▶ **Text block**
____

Verification checklist

  • [ ] Worker role cannot UPDATE partner_reply_packet.body_markdown (trigger fires).
  • [ ] Blocker finding with pending_human blocks publish with distinct block_reason.
  • [ ] Promoted text SHA-256 matches annex editor export.
  • [ ] Raw log object exists for each red_team_run_id.
  • [ ] Lesson 170 FAQ export lists count of AI-assisted findings promoted vs rejected.

Mini exercise (90 minutes)

Freeze a synthetic packet with one intentional FAQ contradiction. Run red-team template v1. Confirm model returns a major finding. Attempt scripted UPDATE on annex via llm_pipeline role—watch trigger fail. Manually promote corrected sentence, insert human_sign_off_promotion, clear gate.

Troubleshooting

Symptom Likely cause Fix
Gate stuck after “fix” Finding still pending_human Reject or promote all blocker/major rows
Partner says no AI log Retention manifest missing Export red_team_retention_manifest.json
Duplicate findings Re-run same template version Bump template_version or abort duplicate run
Signer rejects promoted text Promotion bypassed FAQ schema Re-promote only allow-listed fields

Pro tips

  • Tip — Template semver: bump minor when partner questionnaire adds a new annex section.
  • Tip — Pair with resource list: game NPC LLM fallback discipline and governance red-team share the same human-before-signer rule.
  • Tip — Defer info findings: do not block publish on info—partners care about blockers/majors only.

Next lesson teaser

The next lesson (Lesson 181: Q1 2027 Cert Intake Rehearsal Calendar Export from Lesson 172 Rubric JSON (2026)) exports the 172 rubric into ICS + governance README so Q1 2027 tabletop rooms are not double-booked in October 2026 planning decks. Lesson 180 keeps AI out of signer-visible text; Lesson 181 keeps calendar chaos out of intake week.

Continuity

  • Paired Unity guide chapter (next Guide-Create pass): Unity 6.6 LTS OpenXR governance red-team prompt exporter preflight — ScriptableObject template + frozen packet hash gate before any LLM call.
  • Lesson 179 — regional ingestion findings may feed red-team section_ref tags.
  • Lesson 178 — carve-back tickets should not be auto-closed by model suggestions.
  • Lesson 177 — dictionary columns in frozen packet must match migration phase.
  • Lesson 176 — promoted patches create new reply packet semver, never in-place hash rewrite.
  • Lesson 175 — red-team raw logs append to WORM prefix, not mutate archive rows.
  • Lesson 174 — signer ack on promoted blockers.
  • Lesson 172 — rubric JSON becomes Lesson 181 calendar source.
  • Lesson 171 — tuple freeze is the red-team entry gate.
  • Lesson 170 — FAQ field allow-list defines signer-visible boundary.

FAQ

Can we ban LLMs entirely and skip this lesson?
Yes for production annex authoring. You still need a written “no AI on signer fields” policy in intake packets—partners ask even when you do not run models.

Does red-team replace mock audit tabletop?
No. Lesson 172 tabletop stays human-scored; red-team is extra critique on frozen bytes before send.

Which model provider?
Any—log model_provider + model_id on the run row. Policy is process, not vendor.

Can deferred findings ship?
Yes if severity is minor/info only. Blocker/major pending_human keeps publish gate red.


Partners in 2026 do not fear LLMs—they fear unattested LLM edits on annexes they must sign. Red-team loudly, promote quietly, and keep every signer-visible byte behind a human thumbprint.

____

▶ **Prompt 1**
Which symptoms are listed in the Troubleshooting table of the red-team governance lesson?
▶ **Prompt 2**
Can you reproduce the red-team governance lesson word for word, everything from "The next lesson" down to "red-team section_ref tags."?

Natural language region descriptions
____

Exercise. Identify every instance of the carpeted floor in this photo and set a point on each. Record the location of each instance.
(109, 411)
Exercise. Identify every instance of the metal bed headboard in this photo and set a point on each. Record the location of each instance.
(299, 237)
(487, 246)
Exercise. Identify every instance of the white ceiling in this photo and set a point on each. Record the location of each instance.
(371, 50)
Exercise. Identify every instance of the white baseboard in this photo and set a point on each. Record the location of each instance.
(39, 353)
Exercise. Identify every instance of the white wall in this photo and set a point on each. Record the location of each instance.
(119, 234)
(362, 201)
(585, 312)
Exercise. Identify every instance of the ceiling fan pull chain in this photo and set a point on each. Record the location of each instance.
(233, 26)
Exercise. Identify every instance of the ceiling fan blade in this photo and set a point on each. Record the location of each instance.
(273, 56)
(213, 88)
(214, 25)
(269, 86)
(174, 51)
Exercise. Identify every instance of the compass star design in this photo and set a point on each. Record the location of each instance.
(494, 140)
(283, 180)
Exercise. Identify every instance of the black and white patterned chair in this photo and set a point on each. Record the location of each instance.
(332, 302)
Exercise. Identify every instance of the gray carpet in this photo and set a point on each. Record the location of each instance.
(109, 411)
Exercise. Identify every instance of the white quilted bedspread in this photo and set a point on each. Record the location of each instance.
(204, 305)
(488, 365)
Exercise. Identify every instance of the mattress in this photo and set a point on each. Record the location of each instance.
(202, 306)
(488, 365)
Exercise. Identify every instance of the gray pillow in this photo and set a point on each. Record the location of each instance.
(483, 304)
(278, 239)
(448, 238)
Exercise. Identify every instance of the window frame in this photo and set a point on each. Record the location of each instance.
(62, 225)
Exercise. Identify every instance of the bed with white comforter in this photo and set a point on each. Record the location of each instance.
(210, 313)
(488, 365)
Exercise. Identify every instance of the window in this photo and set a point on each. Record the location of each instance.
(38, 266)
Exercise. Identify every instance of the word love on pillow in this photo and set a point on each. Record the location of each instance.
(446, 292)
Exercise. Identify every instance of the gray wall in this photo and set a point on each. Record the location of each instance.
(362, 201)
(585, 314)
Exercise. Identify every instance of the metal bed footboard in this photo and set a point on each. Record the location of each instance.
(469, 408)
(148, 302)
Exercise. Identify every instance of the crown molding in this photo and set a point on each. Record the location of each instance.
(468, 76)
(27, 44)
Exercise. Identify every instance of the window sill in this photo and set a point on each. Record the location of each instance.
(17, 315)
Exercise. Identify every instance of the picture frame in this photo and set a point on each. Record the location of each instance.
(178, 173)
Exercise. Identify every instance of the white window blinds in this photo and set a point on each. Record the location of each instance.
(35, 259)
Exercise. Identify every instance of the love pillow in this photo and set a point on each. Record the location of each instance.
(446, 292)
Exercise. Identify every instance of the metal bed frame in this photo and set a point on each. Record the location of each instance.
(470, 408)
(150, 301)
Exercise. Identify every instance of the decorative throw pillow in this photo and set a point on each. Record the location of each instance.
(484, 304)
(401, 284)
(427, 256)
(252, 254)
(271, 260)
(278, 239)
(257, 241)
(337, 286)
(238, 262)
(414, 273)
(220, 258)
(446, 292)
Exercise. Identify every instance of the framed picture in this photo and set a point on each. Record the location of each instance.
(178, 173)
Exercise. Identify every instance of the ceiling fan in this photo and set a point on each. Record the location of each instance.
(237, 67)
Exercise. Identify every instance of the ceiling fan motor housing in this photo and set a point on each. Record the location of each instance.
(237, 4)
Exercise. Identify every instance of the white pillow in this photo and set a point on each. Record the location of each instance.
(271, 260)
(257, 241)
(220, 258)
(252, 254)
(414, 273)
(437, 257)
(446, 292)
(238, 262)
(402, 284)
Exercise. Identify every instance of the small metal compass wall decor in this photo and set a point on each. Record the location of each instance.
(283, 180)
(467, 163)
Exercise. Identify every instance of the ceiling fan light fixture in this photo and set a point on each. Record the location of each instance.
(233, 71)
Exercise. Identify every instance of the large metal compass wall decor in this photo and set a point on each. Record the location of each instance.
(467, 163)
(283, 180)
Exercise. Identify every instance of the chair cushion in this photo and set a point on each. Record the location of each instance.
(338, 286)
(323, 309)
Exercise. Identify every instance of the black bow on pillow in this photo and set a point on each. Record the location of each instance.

____

▶ **Result 1**
Gate stuck after “fix”
Partner says no AI log
Duplicate findings
Signer rejects promoted text

▶ **Result 2**
The next lesson (Lesson 181: Q1 2027 Cert Intake Rehearsal Calendar Export from Lesson 172 Rubric JSON (2026)) exports the 172 rubric into ICS + governance README so Q1 2027 tabletop rooms are not double-booked in October 2026 planning decks. Lesson 180 keeps AI out of signer-visible text; Lesson 181 keeps calendar chaos out of intake week.

Continuity

  • Paired Unity guide chapter (next Guide-Create pass): Unity 6.6 LTS OpenXR governance red-team prompt exporter preflight — ScriptableObject template + frozen packet hash gate before any LLM call.
  • Lesson 179 — regional ingestion findings may feed red-team section_ref tags.